What you will do
Find "Objective — one marker on every instance of the graphic" in the data below; transcribe the line it appears on and each line after it, exactly, to the end, and nothing else.

Data shown
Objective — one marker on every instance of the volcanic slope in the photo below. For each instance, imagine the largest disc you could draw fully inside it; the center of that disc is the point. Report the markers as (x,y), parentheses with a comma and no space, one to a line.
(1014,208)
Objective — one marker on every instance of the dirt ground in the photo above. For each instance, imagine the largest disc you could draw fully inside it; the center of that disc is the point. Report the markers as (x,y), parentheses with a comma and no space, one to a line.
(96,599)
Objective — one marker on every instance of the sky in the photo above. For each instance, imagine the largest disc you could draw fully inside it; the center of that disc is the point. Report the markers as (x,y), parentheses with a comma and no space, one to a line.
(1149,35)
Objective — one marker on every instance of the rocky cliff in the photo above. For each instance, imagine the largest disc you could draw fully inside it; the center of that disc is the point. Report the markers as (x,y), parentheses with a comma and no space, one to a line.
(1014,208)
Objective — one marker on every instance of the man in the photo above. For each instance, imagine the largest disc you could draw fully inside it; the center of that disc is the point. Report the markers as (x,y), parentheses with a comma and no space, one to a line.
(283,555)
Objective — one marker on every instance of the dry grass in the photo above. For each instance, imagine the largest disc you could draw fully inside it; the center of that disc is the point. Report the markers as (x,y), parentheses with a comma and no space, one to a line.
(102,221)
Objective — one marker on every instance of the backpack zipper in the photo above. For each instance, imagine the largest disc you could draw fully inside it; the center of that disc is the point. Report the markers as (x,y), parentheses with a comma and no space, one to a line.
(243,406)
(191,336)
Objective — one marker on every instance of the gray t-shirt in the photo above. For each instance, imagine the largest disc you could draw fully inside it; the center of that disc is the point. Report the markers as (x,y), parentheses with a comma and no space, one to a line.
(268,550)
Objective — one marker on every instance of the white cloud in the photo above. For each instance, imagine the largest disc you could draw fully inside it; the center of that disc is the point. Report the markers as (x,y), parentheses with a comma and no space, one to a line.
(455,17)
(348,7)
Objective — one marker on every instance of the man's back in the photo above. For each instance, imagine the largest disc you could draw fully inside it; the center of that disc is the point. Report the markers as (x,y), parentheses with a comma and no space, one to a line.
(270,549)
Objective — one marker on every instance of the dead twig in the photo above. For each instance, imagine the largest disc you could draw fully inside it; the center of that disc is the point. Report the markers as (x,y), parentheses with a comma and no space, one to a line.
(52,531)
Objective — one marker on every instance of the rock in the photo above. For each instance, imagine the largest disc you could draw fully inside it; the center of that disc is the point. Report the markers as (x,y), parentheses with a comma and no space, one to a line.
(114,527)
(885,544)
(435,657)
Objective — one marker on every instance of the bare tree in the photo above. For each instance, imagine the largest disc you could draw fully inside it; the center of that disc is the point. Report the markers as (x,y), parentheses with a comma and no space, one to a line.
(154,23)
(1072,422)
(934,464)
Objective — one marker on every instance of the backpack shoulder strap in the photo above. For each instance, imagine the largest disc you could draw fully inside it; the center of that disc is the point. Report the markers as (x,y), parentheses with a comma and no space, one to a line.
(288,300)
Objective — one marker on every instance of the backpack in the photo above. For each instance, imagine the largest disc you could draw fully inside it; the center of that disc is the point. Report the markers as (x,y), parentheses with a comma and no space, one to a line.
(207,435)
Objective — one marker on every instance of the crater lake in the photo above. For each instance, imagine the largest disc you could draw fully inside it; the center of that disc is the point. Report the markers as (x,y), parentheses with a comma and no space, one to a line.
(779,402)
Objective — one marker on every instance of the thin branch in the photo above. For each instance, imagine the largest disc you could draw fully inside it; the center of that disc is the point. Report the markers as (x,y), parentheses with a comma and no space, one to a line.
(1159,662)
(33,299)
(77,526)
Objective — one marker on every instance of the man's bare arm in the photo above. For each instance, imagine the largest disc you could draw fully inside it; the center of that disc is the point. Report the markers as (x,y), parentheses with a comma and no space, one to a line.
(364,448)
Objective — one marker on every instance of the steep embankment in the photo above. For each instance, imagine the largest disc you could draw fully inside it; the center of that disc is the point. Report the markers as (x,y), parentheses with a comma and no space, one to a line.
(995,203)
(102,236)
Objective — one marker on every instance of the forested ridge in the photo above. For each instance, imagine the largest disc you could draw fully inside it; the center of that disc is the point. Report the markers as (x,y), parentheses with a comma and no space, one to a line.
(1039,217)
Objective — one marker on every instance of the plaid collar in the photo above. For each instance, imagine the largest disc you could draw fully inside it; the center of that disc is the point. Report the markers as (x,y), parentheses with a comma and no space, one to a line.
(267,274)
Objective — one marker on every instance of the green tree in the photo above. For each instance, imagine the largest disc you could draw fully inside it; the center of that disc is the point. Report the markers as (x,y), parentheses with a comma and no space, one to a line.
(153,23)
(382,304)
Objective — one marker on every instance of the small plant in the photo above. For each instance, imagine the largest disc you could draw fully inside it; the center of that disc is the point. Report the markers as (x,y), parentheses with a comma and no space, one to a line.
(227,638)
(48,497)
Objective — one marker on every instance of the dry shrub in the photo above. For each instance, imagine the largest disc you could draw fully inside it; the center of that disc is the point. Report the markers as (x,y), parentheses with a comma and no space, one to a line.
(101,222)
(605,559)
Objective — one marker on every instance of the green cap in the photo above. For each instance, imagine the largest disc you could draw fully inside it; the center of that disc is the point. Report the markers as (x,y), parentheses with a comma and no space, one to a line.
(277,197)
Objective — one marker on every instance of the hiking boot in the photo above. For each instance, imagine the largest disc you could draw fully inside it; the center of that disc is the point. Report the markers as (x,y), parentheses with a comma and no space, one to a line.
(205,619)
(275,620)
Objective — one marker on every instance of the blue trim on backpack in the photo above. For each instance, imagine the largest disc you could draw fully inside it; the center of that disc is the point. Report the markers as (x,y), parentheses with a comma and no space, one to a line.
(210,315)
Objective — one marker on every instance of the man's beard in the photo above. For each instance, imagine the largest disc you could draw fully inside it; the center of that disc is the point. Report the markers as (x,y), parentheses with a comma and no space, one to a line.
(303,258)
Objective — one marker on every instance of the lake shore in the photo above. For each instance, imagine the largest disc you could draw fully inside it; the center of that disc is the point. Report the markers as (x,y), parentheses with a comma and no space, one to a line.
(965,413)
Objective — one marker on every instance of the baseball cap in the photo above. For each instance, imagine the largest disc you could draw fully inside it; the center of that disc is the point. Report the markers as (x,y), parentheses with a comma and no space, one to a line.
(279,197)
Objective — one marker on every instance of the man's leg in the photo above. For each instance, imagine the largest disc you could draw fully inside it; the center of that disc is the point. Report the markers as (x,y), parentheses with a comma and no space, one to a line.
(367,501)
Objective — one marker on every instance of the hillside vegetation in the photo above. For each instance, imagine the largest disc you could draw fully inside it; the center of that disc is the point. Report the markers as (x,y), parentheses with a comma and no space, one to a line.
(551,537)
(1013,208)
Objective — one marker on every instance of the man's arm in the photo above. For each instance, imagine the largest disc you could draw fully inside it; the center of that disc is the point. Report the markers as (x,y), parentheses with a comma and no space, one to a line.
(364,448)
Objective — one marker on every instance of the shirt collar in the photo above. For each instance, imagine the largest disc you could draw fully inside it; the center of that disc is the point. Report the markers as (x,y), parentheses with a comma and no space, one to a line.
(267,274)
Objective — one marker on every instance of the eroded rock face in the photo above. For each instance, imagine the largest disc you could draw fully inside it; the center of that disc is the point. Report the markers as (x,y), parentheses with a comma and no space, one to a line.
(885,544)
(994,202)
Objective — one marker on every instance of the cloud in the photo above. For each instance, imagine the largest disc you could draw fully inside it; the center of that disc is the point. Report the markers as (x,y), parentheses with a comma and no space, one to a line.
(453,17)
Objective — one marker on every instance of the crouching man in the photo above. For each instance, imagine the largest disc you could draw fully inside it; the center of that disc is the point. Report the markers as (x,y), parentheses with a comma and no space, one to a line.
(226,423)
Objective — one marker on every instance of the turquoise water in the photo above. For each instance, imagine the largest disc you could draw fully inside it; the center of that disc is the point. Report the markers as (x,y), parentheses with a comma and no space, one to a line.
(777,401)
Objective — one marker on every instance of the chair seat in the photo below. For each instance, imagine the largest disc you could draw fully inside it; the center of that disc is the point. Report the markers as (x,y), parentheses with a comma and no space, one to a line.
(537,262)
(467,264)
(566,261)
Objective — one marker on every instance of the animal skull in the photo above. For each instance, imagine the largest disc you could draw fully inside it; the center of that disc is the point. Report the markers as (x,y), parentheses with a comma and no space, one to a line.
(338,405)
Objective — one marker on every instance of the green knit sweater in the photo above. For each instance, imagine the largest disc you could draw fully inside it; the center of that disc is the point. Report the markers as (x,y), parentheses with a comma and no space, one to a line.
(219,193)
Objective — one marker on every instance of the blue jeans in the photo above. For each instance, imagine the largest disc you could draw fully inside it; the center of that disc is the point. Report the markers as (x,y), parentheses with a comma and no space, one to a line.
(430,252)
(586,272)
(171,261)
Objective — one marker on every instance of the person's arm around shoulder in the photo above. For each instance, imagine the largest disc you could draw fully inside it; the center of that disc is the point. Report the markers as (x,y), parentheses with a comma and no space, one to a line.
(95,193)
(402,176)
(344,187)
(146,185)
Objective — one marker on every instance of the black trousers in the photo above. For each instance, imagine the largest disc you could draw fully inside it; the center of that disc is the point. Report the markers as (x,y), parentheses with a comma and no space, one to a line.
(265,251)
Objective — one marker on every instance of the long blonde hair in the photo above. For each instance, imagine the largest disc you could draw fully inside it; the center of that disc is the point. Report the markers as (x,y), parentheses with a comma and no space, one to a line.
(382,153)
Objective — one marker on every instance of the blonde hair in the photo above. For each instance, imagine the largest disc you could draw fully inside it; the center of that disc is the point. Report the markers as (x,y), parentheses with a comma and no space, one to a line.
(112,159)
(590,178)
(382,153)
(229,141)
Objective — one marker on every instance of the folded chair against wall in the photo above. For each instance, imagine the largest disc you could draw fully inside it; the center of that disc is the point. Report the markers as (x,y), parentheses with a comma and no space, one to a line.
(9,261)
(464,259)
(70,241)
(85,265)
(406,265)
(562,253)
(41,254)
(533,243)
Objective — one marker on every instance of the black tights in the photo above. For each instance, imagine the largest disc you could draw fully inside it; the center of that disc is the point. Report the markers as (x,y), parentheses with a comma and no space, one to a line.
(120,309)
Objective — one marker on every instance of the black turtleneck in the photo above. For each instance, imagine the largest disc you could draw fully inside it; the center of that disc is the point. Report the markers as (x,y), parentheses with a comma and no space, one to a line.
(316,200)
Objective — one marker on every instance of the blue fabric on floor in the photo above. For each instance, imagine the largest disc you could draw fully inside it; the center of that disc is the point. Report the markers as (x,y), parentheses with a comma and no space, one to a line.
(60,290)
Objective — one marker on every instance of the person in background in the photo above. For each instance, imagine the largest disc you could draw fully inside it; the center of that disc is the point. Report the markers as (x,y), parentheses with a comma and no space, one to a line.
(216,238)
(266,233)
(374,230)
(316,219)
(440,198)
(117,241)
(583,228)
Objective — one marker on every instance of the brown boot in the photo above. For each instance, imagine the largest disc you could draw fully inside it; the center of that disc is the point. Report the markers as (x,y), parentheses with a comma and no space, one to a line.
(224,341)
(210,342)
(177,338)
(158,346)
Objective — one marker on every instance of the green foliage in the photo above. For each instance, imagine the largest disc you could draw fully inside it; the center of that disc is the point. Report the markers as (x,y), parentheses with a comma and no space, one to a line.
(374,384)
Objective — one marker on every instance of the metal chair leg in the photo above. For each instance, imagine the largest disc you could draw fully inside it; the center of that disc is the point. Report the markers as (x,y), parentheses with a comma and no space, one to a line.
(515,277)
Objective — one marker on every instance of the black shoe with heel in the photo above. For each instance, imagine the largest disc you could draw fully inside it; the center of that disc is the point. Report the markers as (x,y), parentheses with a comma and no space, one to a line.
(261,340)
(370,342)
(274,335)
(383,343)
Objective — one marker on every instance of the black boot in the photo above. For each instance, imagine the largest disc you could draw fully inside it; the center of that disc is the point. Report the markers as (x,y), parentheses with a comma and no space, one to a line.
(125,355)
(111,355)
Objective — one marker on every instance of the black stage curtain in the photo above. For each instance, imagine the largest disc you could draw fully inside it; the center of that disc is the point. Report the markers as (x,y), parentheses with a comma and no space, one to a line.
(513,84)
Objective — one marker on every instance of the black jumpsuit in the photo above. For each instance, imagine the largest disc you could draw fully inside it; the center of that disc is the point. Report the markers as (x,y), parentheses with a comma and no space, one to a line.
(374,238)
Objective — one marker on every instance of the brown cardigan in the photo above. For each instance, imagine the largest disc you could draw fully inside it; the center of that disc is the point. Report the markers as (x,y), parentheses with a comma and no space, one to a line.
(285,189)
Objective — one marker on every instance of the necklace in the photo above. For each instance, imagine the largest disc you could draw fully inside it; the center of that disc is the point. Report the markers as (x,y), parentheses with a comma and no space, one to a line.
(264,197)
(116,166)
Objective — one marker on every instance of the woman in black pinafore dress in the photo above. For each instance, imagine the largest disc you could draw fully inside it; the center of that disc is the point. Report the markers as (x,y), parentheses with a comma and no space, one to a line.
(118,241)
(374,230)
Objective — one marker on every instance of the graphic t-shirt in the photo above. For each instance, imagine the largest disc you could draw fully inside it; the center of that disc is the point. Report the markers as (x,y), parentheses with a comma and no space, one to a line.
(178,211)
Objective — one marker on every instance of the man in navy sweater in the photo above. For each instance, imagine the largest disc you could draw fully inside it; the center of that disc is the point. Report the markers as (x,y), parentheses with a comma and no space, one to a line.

Answer box
Objective — one marker on every instance of the graphic t-shirt in the photo above. For each instance, imagine the largest disc you could draw fully inside it; the center of that disc is the point. Report the markers as (x,y), parentheses with a comma and no space, one to a line.
(178,211)
Objective — one marker on every instance of the man in navy sweater in the photo above. For each instance, imagine the largest disc you could draw fully inside it; the center of that disc is the point. Report the markers as (x,y), parentheses with a comma and no space, one to a line.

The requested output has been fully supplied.